[Start]

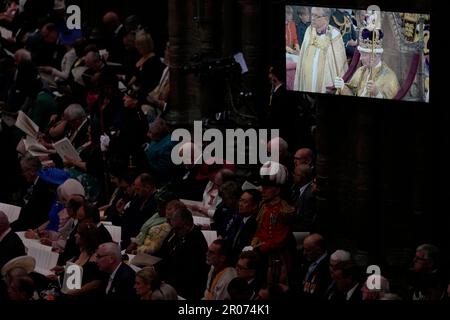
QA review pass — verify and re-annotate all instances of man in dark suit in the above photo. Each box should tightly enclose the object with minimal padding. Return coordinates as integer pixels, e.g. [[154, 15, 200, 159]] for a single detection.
[[102, 11, 126, 64], [168, 142, 209, 201], [121, 173, 157, 248], [0, 211, 26, 270], [266, 66, 304, 151], [292, 164, 316, 231], [11, 156, 55, 231], [300, 233, 331, 300], [58, 202, 112, 266], [155, 207, 209, 300], [96, 242, 137, 301], [231, 189, 261, 264]]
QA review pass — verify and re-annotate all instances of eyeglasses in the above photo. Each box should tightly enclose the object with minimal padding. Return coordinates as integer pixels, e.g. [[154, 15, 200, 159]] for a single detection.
[[236, 264, 248, 270], [414, 256, 428, 261]]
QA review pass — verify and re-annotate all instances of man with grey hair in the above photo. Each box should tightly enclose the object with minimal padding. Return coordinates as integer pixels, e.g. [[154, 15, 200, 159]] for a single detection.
[[0, 211, 26, 270], [361, 274, 390, 300], [294, 7, 348, 93], [292, 164, 316, 231], [155, 207, 209, 300], [49, 104, 89, 149], [408, 243, 442, 300], [14, 49, 31, 64], [96, 242, 137, 301], [11, 156, 55, 231], [324, 250, 353, 300]]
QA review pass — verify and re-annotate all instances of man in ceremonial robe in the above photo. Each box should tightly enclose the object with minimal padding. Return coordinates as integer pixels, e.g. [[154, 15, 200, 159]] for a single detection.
[[294, 7, 348, 93]]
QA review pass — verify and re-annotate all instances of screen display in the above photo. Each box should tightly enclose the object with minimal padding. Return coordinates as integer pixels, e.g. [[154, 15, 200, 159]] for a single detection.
[[285, 5, 430, 102]]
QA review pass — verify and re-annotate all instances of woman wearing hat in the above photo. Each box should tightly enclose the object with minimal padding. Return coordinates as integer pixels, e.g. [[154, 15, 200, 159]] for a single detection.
[[334, 15, 400, 99], [127, 190, 182, 254], [251, 161, 295, 284], [25, 178, 85, 243]]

[End]

▶ [Exercise brief]
Can you retype every one of the records above word for word, leaving the pictures out?

▶ [The result]
QA review pass — verify and re-annotate all instances of man in dark suit in the above photo. Each box should tightly enclose the object with minimal padding. Return coordinates as integer pixels, e.g. [[154, 15, 200, 159]] for a single detection.
[[102, 11, 126, 64], [168, 142, 209, 201], [121, 173, 157, 248], [0, 211, 26, 270], [266, 66, 304, 151], [292, 164, 316, 231], [11, 156, 55, 231], [300, 233, 331, 300], [58, 202, 112, 266], [155, 207, 209, 300], [96, 242, 137, 301], [231, 189, 261, 264]]
QA review pass — verify and re-annotate all instances of eyeglasses in the above photo. Each box should tightly enclose the object with minimal padding. Return coordinates as integer pixels, e.g. [[154, 15, 200, 159]] for a single detection.
[[236, 264, 248, 270], [414, 256, 428, 261]]
QA review pass — verify and re-annotate all instances of man with grey hair in the above photo. Each box should tightly enclose the object with minimal padding. Return coordinates as integer pixels, e.g. [[154, 15, 200, 159]] for a single detection.
[[0, 211, 26, 270], [361, 274, 390, 300], [294, 7, 348, 93], [292, 164, 316, 231], [155, 207, 209, 300], [49, 104, 89, 149], [408, 243, 442, 300], [14, 49, 31, 64], [96, 242, 137, 301], [11, 156, 55, 231], [324, 250, 353, 300]]
QA review pass — verify and re-annotate all instances of man in ceremonial robe in the above photo. Each box should tightly enclose the object with minimal padding. Return coordinates as integer pixels, e.g. [[154, 15, 200, 159]] for a single detection.
[[294, 7, 348, 93]]
QA review pass — verify and re-annotate all instances of screen display in the above photo. Each box should tightly enclose the object with minimal padding. Return coordinates as integer pixels, e.g. [[154, 15, 200, 159]] for a single detection.
[[285, 5, 430, 102]]
QA review pass — verify and re-annotate all instances of woman wearing hat in the above photo. Each box should tightly enclose the object with minimal padding. Return coordinates as integer pixels, e.g. [[154, 15, 200, 159]] for a single detection.
[[334, 15, 400, 99], [127, 190, 182, 254], [251, 161, 295, 284], [25, 178, 85, 243]]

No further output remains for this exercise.